Exercise: Starting at the first line of the listing and ending at the line that contains "[20, 31, 40, 47]", switch "requiring" to "needing" and write out those lines again with nothing else changed.

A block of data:
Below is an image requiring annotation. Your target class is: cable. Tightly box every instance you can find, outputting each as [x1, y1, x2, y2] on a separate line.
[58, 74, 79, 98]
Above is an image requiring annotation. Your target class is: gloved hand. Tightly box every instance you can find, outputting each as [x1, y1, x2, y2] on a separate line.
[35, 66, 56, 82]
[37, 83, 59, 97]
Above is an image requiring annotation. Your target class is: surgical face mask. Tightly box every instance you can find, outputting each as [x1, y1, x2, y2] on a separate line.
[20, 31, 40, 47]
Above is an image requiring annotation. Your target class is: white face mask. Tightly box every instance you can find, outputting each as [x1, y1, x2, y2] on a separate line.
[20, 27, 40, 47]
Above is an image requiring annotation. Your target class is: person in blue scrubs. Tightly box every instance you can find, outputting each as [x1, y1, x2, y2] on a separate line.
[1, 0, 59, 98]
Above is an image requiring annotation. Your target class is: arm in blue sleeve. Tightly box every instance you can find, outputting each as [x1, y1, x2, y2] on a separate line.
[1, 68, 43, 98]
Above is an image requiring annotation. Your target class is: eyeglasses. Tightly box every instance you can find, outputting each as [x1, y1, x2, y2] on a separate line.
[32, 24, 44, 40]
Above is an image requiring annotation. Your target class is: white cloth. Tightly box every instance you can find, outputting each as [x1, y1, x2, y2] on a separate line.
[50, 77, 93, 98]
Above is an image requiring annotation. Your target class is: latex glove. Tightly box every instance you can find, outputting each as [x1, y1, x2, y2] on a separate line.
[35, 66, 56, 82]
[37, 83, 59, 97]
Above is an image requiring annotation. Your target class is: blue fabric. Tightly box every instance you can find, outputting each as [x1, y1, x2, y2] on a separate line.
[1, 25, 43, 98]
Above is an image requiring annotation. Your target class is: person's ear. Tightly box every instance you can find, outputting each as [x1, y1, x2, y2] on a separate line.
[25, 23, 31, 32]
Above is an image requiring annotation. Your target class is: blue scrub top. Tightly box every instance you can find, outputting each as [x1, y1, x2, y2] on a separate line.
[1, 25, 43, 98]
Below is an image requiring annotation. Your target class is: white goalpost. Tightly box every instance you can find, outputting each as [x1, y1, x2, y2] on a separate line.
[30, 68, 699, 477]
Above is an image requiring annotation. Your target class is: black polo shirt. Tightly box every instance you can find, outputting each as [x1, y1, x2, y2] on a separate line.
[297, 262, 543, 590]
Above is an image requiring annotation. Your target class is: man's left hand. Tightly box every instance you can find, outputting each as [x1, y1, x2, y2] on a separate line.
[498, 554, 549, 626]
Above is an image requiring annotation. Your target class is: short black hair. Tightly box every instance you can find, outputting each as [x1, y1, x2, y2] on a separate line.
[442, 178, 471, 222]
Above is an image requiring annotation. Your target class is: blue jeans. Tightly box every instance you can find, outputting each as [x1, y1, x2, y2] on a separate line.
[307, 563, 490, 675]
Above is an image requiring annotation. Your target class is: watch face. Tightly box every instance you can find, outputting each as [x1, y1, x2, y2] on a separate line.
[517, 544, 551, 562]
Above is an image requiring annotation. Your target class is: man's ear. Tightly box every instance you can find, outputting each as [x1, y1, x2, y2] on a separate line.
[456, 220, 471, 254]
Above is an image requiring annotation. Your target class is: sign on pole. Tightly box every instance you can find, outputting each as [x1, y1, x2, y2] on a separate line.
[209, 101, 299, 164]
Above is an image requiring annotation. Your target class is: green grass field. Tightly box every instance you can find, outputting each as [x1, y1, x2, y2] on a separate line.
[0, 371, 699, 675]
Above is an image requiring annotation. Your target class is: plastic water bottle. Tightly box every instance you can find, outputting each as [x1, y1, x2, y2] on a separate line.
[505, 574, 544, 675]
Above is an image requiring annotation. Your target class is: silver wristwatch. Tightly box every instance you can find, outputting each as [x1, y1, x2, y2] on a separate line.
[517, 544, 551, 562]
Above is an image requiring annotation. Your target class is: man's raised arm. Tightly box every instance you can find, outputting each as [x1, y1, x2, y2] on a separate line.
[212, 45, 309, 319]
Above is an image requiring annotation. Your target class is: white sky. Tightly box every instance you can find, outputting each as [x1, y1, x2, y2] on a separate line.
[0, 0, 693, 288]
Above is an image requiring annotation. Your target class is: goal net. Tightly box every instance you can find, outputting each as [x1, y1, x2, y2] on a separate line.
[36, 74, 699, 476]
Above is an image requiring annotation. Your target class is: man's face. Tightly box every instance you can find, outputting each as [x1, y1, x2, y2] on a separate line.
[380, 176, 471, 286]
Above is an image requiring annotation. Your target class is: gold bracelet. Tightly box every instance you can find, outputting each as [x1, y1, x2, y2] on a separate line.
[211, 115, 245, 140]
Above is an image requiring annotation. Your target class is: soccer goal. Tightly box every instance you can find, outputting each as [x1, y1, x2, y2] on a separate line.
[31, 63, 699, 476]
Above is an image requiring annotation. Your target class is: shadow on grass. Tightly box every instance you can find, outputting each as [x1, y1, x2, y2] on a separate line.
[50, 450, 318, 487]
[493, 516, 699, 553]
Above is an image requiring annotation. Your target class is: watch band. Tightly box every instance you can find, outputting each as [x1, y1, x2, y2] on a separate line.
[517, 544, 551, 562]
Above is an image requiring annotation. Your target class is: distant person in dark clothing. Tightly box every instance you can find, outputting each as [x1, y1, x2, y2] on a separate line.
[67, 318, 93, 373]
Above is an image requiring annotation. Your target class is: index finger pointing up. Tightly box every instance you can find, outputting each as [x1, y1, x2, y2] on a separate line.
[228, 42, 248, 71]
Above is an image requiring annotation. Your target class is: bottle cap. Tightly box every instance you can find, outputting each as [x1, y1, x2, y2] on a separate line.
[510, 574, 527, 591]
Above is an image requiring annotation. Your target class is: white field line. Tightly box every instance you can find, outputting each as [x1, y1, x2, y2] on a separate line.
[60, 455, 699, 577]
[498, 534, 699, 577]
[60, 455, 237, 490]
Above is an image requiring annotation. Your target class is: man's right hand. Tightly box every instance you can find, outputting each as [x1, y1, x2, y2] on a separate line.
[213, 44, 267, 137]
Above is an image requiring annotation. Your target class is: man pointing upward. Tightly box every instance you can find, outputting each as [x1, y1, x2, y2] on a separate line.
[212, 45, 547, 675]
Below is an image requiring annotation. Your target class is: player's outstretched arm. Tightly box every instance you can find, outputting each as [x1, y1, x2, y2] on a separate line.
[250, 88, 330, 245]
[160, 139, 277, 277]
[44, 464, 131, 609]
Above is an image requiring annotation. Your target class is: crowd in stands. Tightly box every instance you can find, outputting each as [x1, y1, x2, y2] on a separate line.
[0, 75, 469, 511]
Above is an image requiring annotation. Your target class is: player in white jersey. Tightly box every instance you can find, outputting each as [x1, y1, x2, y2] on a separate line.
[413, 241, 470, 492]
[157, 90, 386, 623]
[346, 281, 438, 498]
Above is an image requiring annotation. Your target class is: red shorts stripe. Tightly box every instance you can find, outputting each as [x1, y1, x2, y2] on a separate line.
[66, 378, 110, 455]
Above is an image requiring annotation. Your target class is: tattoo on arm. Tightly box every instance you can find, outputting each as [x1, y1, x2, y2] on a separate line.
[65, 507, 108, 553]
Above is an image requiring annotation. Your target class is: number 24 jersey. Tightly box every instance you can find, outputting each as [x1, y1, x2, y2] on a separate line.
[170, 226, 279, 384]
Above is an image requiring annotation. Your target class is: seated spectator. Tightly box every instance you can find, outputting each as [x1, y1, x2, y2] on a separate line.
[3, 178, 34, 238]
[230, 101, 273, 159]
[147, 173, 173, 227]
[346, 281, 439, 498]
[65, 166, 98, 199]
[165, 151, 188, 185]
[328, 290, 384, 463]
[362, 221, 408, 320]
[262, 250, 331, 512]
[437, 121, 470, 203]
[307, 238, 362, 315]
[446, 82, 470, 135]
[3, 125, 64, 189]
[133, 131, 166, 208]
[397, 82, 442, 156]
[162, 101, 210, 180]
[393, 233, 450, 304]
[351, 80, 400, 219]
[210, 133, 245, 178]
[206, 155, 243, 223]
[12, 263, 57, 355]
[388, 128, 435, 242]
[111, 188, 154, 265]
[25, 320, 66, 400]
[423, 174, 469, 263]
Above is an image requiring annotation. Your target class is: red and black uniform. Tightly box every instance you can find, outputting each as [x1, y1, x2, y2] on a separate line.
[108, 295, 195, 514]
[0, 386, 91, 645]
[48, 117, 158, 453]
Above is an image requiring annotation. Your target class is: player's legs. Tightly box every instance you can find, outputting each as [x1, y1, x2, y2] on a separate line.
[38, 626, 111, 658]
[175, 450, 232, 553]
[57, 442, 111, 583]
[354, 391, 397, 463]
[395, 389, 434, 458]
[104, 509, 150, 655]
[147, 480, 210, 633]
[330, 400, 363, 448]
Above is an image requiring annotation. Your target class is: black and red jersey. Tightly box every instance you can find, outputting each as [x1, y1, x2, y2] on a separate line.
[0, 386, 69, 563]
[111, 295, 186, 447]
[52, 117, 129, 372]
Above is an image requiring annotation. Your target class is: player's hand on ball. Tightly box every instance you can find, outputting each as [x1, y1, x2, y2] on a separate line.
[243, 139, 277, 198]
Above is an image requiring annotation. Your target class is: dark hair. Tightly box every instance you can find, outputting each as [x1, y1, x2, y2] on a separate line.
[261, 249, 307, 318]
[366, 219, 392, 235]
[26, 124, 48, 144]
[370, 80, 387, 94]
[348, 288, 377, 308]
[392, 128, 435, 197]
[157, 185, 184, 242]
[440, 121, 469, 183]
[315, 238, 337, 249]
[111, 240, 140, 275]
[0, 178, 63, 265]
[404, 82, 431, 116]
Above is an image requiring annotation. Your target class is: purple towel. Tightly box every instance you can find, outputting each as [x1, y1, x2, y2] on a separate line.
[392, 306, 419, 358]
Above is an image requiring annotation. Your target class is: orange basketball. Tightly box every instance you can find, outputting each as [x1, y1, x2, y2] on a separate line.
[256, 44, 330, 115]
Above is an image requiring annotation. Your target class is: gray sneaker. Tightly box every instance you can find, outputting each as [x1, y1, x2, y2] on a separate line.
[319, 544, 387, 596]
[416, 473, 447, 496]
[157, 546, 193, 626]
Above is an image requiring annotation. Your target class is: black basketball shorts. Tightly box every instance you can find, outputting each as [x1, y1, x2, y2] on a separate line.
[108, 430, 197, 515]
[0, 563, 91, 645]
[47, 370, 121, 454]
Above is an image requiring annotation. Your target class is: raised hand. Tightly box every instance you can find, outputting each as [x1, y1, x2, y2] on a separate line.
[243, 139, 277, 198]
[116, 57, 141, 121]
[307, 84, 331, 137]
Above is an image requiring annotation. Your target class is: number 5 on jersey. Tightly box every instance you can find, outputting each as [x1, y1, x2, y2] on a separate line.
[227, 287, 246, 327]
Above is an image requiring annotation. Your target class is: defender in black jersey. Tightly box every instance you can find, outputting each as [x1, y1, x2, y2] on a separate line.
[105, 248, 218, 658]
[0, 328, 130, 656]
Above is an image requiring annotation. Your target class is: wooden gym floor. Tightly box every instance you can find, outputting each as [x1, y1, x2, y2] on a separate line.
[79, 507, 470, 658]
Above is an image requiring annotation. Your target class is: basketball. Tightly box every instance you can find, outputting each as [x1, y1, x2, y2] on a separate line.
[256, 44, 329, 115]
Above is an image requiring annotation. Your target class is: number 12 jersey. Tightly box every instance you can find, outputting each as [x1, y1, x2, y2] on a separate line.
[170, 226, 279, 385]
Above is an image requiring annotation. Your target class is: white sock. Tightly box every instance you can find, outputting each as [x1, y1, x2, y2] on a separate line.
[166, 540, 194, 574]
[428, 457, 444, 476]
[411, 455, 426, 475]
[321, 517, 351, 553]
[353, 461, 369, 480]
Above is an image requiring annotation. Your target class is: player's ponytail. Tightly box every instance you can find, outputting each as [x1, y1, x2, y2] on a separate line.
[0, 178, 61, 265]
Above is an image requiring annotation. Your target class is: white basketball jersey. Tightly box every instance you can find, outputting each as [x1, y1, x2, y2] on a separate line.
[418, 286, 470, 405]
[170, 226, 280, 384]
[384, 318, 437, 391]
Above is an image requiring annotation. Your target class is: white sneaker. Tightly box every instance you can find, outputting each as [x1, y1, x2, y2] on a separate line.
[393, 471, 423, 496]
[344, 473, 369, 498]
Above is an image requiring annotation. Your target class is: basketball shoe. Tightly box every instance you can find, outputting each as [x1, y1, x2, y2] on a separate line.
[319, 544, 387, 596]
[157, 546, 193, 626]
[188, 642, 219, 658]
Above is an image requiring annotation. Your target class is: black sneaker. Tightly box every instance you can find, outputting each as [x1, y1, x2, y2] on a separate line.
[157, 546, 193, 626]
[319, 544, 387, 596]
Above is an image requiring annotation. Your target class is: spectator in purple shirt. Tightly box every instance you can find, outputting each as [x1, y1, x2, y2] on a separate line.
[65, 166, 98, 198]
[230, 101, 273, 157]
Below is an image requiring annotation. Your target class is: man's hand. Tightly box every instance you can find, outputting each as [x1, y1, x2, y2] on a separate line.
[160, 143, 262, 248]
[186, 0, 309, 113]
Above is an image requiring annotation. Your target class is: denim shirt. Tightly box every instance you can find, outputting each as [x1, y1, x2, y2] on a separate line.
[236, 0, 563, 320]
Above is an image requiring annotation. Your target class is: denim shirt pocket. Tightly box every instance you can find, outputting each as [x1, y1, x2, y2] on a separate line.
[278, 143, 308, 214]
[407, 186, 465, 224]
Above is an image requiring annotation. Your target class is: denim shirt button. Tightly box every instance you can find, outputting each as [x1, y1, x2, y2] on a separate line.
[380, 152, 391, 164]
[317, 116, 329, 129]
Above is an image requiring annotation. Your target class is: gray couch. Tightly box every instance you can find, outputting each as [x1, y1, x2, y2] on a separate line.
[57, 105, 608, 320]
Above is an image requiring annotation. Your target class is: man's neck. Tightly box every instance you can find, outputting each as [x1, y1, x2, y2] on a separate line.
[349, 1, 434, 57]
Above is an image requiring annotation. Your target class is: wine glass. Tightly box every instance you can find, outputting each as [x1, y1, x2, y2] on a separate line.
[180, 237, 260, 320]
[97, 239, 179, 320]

Response:
Below is an image needing annotation. Your target class is: cable. Tightly box every instance you can find, outputting each as [x1, y1, x2, y2] on a separate line.
[58, 74, 79, 98]
Above is an image needing annotation. Your target class is: gloved hand. Tightly box every instance you can find, outputting each as [x1, y1, x2, y2] on a separate line.
[35, 66, 56, 82]
[37, 83, 59, 97]
Above is an image needing annotation. Your target class is: surgical face mask. Tightly box every instance you can find, outputting each as [x1, y1, x2, y2] on a separate line.
[20, 31, 40, 47]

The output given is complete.